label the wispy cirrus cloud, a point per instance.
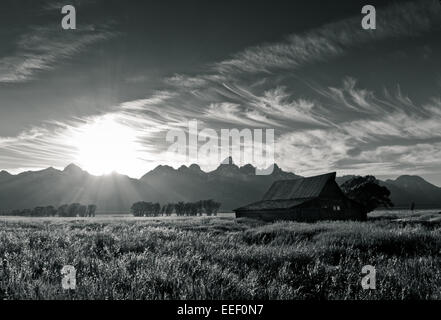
(43, 47)
(335, 39)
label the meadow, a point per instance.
(220, 258)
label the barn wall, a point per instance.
(315, 210)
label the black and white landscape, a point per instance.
(203, 150)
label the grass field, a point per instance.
(221, 258)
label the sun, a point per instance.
(105, 146)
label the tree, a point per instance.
(82, 211)
(62, 210)
(169, 209)
(50, 211)
(180, 208)
(72, 209)
(156, 209)
(91, 208)
(367, 192)
(136, 209)
(216, 207)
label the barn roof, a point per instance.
(300, 188)
(274, 204)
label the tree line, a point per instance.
(66, 210)
(149, 209)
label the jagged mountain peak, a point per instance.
(73, 169)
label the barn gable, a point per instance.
(301, 188)
(304, 199)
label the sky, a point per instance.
(338, 97)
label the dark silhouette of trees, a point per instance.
(91, 209)
(66, 210)
(367, 192)
(145, 209)
(170, 207)
(180, 208)
(148, 209)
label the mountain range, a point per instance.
(229, 184)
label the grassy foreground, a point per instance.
(219, 258)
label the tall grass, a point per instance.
(219, 258)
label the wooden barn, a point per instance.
(304, 199)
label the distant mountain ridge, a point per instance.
(229, 184)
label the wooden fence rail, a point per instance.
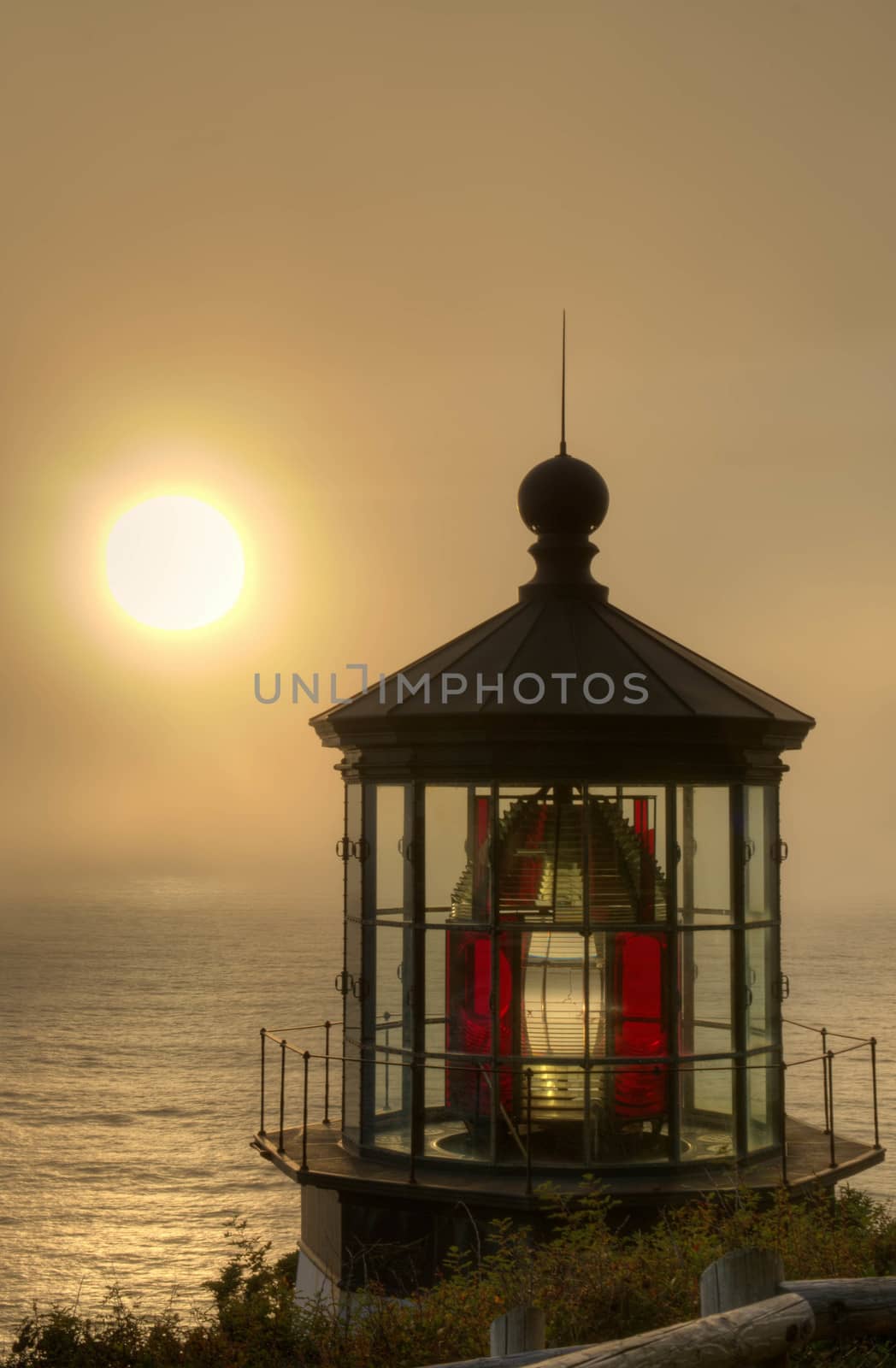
(749, 1317)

-*-*-

[Written task] Arrange the items above as a two-column CSV headed instruction and points, with one row per item: its text in the first column and its answer in the second, each in a single quoted field with line breaks turned into spaces. Cover every item and leave the pictures out.

[The output]
instruction,points
"label the wispy cirrus cloud, a point per instance.","(43, 47) (335, 39)"
"label the meadow, a point per instance.","(220, 258)"
"label the barn wall, a point per instance.","(315, 210)"
"label the black and white landscape, a point per instance.","(203, 150)"
"label the grass field, a point per instance.","(221, 258)"
"label the sun, a point per instance.","(105, 146)"
"label the tree, a point per instance.","(82, 211) (62, 210) (169, 209) (50, 211) (180, 208) (72, 209) (156, 209) (91, 208) (367, 192) (136, 209) (216, 207)"
"label the barn roof, a point per instance.","(300, 188) (274, 204)"
"label the tree line, a point per instance.","(66, 210) (149, 209)"
"label the jagged mountain peak, a point per instance.","(73, 169)"
"label the barn gable, a point per instance.","(301, 188) (304, 199)"
"label the sky, a point per instance.","(338, 97)"
"label the dark silhouette of trees, a point per instance.","(91, 209) (66, 210) (367, 192) (145, 209) (170, 207) (180, 208) (148, 209)"
"label the mountain range, a point per instance.","(229, 184)"
"label the grassy foreground, a point per instance.","(219, 258)"
"label the tall grass, a point per instance.","(219, 258)"
"label the wooden barn, a point per instance.","(304, 199)"
"label the distant mountain ridge, a point per instance.","(229, 184)"
"label the wooden fence rail, a point per instance.","(749, 1317)"